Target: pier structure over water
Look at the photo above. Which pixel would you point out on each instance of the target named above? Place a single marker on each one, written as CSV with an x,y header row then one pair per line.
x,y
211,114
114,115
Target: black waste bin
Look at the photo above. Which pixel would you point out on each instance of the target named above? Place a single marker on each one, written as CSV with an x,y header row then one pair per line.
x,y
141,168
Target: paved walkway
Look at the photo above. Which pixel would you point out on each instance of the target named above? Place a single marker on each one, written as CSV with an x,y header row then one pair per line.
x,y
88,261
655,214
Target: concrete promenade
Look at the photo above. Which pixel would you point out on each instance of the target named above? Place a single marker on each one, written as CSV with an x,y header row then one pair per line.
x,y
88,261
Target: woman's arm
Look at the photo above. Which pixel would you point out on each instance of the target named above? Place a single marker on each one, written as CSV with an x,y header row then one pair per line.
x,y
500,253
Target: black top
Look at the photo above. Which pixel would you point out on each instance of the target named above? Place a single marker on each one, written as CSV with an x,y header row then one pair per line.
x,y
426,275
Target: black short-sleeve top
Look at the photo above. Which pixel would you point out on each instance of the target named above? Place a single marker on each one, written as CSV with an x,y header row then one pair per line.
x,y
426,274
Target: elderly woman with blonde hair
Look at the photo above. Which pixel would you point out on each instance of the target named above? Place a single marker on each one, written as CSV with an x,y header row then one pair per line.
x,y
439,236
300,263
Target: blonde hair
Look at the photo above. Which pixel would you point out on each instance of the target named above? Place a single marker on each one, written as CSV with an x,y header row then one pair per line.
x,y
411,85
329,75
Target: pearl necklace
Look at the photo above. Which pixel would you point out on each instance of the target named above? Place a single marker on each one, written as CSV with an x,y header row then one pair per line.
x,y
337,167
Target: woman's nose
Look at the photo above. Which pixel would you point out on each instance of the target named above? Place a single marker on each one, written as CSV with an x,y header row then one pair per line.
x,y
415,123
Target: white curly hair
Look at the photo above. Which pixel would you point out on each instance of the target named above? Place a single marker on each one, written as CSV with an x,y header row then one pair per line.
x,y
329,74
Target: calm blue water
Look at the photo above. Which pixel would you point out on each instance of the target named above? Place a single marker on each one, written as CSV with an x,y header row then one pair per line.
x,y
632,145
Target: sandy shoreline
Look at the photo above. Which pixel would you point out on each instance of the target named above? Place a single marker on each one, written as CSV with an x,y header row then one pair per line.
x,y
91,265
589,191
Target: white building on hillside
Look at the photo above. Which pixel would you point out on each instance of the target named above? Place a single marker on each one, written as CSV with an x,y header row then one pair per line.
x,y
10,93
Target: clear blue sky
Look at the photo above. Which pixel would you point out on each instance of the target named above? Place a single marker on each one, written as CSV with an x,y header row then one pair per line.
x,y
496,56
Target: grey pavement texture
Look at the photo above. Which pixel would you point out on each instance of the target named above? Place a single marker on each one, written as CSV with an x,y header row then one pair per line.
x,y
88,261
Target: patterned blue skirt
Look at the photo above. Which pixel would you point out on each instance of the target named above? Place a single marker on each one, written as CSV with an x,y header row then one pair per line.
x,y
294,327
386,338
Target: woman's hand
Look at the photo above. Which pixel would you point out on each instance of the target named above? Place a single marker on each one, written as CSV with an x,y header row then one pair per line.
# # # # #
◆ Given task: Copy the lines from the line with "Target: patterned blue skirt" through the last of the lines, requests included. In the answers, scale every x,y coordinate by 2.3 and round each result to a whole number, rounding halves up, while leaving the requests and their format samples unchanged.

◆ Answer for the task:
Target: patterned blue skirt
Look at the photo above. Which pixel would you point out on each instance of the target named above? Place a single marker on each one, written as CSV with an x,y header row then one pair per line.
x,y
676,752
888,777
Target: woman's hand
Look at the photo above. Which pixel would you point out on each instance of the target named above? Place a single marker on each one, written as CSV with an x,y header row then one pair per line.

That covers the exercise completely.